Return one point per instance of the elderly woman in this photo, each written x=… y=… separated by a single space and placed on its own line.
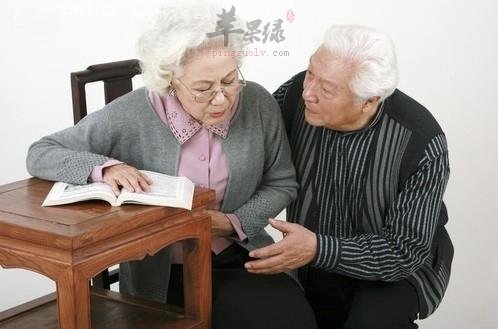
x=199 y=118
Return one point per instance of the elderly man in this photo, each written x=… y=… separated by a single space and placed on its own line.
x=368 y=235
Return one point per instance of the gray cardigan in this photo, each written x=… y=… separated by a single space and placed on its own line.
x=261 y=176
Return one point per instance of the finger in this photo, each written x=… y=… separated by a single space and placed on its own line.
x=282 y=226
x=134 y=181
x=268 y=251
x=123 y=181
x=114 y=187
x=268 y=265
x=144 y=185
x=147 y=178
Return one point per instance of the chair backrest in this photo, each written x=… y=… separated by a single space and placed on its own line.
x=117 y=82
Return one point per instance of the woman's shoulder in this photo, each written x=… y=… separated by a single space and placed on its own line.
x=257 y=96
x=135 y=99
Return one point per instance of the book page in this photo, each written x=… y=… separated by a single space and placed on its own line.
x=165 y=190
x=62 y=193
x=82 y=190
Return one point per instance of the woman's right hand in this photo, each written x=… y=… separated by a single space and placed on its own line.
x=128 y=177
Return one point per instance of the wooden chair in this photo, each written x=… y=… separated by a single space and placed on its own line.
x=117 y=78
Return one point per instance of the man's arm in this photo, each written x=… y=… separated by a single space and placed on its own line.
x=394 y=254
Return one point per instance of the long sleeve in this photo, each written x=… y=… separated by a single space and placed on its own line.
x=277 y=187
x=263 y=149
x=71 y=154
x=408 y=230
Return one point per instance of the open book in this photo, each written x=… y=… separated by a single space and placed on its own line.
x=165 y=190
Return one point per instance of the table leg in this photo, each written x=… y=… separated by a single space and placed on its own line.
x=73 y=300
x=197 y=278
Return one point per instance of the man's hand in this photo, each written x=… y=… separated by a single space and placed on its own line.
x=126 y=176
x=296 y=249
x=220 y=224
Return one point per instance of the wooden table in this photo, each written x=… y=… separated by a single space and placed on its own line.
x=72 y=243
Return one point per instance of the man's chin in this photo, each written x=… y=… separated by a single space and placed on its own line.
x=311 y=118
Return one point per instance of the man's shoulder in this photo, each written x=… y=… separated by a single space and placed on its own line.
x=412 y=115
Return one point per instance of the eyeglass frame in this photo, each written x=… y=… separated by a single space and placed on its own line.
x=242 y=83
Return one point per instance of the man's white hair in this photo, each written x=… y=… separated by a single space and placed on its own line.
x=372 y=56
x=175 y=36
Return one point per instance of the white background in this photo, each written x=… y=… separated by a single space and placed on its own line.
x=447 y=53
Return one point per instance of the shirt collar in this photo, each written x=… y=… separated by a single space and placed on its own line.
x=372 y=123
x=183 y=125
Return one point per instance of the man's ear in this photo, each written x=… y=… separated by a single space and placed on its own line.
x=370 y=104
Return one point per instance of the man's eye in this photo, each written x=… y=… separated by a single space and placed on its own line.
x=327 y=92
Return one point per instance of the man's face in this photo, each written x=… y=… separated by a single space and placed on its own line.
x=328 y=99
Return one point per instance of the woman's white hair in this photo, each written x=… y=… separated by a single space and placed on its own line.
x=175 y=36
x=372 y=56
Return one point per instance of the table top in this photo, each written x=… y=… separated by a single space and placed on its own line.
x=79 y=224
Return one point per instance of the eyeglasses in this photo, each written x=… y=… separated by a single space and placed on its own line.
x=227 y=90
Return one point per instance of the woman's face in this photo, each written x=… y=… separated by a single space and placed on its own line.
x=206 y=74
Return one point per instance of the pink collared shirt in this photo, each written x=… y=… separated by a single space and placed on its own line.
x=202 y=159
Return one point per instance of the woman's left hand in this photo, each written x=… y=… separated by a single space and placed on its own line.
x=220 y=224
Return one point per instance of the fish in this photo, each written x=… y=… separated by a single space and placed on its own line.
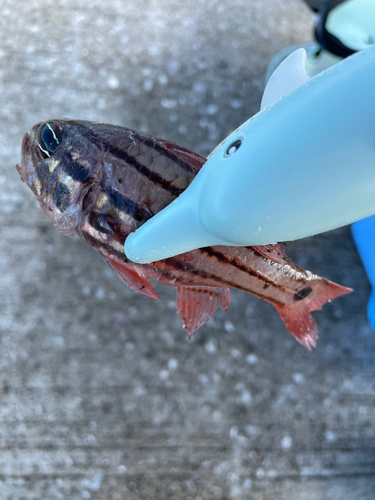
x=104 y=181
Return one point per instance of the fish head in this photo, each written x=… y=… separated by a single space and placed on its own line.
x=60 y=164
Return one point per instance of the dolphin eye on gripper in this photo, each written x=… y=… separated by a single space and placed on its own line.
x=304 y=164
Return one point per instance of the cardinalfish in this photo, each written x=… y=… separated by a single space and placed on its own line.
x=105 y=181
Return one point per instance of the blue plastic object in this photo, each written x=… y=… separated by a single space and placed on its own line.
x=364 y=237
x=301 y=166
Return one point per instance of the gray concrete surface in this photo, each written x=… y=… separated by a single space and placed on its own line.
x=101 y=394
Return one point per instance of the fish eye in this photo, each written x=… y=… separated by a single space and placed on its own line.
x=233 y=147
x=49 y=138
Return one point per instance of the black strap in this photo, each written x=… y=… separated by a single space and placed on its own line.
x=325 y=38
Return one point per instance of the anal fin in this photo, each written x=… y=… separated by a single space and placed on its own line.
x=130 y=277
x=198 y=304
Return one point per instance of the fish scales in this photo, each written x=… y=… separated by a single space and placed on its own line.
x=105 y=181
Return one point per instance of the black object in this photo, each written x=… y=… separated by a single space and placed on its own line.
x=325 y=38
x=328 y=41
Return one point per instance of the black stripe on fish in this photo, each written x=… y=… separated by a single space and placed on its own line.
x=205 y=275
x=168 y=153
x=120 y=202
x=153 y=176
x=134 y=163
x=74 y=169
x=43 y=171
x=61 y=196
x=97 y=221
x=98 y=245
x=225 y=259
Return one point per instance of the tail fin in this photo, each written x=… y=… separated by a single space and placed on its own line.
x=297 y=317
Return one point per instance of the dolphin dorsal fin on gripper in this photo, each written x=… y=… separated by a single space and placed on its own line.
x=288 y=76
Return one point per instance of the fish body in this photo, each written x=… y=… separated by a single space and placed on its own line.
x=105 y=181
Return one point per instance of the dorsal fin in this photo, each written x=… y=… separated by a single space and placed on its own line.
x=288 y=76
x=276 y=253
x=198 y=304
x=196 y=160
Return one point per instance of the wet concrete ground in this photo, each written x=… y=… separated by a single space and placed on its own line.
x=102 y=396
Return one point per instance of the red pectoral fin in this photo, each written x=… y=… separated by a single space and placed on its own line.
x=197 y=305
x=196 y=160
x=128 y=275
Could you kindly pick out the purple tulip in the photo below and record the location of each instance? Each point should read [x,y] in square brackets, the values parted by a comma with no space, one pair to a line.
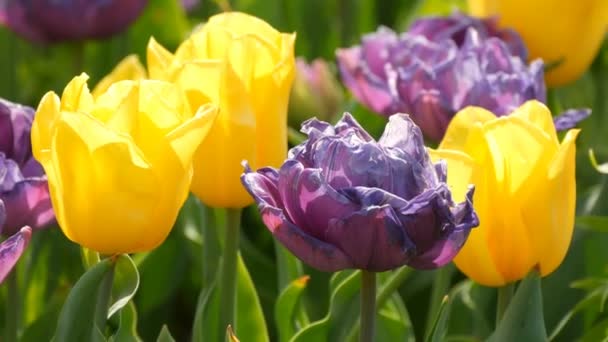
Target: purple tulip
[11,250]
[45,21]
[23,185]
[342,200]
[434,79]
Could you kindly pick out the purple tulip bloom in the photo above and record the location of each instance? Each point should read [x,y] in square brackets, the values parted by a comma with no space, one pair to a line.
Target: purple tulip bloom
[23,185]
[434,79]
[342,200]
[45,21]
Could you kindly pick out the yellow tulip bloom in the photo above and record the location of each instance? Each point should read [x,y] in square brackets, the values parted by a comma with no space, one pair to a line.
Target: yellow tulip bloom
[525,190]
[119,165]
[570,31]
[246,67]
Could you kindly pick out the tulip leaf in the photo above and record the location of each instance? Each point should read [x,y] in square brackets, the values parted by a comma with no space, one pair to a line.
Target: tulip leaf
[286,308]
[126,282]
[249,320]
[438,330]
[77,318]
[523,320]
[165,335]
[343,307]
[127,329]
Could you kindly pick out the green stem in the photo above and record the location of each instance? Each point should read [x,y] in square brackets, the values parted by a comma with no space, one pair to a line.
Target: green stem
[441,285]
[103,299]
[368,306]
[228,272]
[505,293]
[392,284]
[12,307]
[210,245]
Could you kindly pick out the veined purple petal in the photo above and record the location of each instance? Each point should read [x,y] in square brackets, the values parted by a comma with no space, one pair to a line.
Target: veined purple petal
[27,204]
[372,238]
[46,21]
[343,200]
[570,118]
[11,250]
[317,253]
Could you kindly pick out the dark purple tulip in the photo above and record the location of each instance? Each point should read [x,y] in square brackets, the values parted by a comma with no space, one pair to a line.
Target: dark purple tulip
[45,21]
[342,200]
[11,250]
[23,185]
[434,79]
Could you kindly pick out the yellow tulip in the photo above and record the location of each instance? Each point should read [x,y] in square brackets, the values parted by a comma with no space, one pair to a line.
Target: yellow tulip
[570,31]
[130,68]
[246,67]
[119,165]
[525,190]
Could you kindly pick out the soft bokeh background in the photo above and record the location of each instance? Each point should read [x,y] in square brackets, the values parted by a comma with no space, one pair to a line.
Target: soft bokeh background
[171,276]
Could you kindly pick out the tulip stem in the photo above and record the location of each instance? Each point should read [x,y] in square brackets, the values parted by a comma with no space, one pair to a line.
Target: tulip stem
[368,306]
[103,299]
[228,272]
[505,293]
[12,307]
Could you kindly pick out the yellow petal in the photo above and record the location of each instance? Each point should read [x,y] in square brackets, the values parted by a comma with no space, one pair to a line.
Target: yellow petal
[76,95]
[130,68]
[47,113]
[539,115]
[159,60]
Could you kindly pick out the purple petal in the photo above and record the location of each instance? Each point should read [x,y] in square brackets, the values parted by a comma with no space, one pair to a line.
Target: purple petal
[27,203]
[437,229]
[11,250]
[314,252]
[310,203]
[15,126]
[372,238]
[51,21]
[570,118]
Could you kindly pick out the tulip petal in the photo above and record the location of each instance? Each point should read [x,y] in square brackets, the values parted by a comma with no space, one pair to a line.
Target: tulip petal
[557,194]
[314,252]
[130,68]
[27,204]
[309,201]
[457,134]
[372,238]
[11,250]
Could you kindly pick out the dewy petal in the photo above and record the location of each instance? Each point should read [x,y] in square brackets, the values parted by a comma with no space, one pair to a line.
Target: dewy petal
[308,200]
[372,238]
[11,250]
[321,255]
[27,203]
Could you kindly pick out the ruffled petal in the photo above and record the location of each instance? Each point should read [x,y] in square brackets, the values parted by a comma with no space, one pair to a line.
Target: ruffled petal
[11,250]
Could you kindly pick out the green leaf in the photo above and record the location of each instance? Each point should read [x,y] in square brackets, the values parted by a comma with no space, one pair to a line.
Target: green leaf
[165,335]
[127,330]
[523,320]
[77,318]
[438,330]
[249,320]
[343,311]
[126,282]
[286,308]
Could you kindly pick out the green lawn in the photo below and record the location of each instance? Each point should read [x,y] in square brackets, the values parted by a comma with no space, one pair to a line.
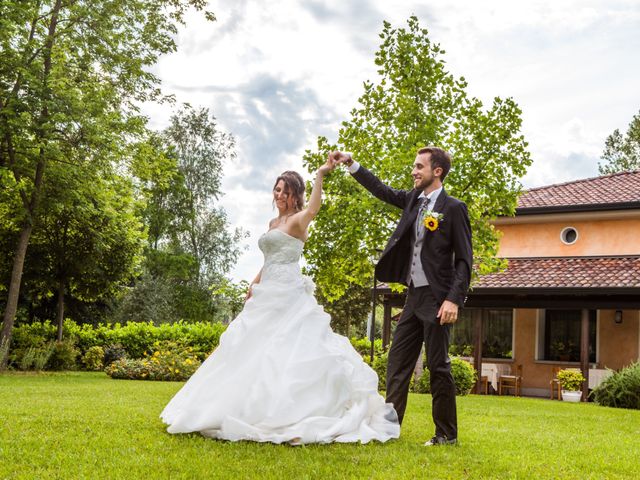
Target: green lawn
[86,425]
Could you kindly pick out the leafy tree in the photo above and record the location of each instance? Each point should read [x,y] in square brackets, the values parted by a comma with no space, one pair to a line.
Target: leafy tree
[348,313]
[190,244]
[88,241]
[200,149]
[622,153]
[415,102]
[71,76]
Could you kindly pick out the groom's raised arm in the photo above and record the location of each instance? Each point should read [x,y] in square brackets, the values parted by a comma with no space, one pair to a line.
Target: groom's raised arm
[372,183]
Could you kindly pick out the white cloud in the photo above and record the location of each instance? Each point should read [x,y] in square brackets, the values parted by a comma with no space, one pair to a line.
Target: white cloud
[278,74]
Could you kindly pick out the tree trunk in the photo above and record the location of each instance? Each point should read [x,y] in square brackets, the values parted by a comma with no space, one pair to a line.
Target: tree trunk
[32,204]
[14,288]
[60,313]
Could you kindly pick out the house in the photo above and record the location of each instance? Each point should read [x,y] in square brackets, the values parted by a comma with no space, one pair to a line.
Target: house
[570,296]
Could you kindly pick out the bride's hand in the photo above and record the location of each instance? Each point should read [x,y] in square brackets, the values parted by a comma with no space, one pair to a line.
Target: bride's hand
[329,165]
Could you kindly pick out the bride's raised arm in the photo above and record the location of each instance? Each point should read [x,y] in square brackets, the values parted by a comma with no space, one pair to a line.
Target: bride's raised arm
[315,200]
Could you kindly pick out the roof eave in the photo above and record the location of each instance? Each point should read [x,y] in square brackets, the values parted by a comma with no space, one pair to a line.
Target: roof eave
[589,207]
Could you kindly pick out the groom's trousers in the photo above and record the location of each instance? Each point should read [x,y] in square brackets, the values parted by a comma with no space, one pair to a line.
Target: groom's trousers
[419,323]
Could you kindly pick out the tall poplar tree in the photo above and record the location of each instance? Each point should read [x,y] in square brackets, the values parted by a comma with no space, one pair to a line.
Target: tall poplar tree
[415,102]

******

▶ _Problem to solve_: Anywhere the listing shows the word "below", copy the full line.

▶ _Exercise solution_:
Could you kindly pick out the purple tulip in the photo below and record the location of each instance? Each point should read [x,y] in square brackets, the values parted by a comma with no space, one pair to a line.
Could you kindly pick out the green lawn in the photo below and record the location of each instance? Each point should read [x,y] in square brackets, the values parted by a comma with no space, one pair to a line.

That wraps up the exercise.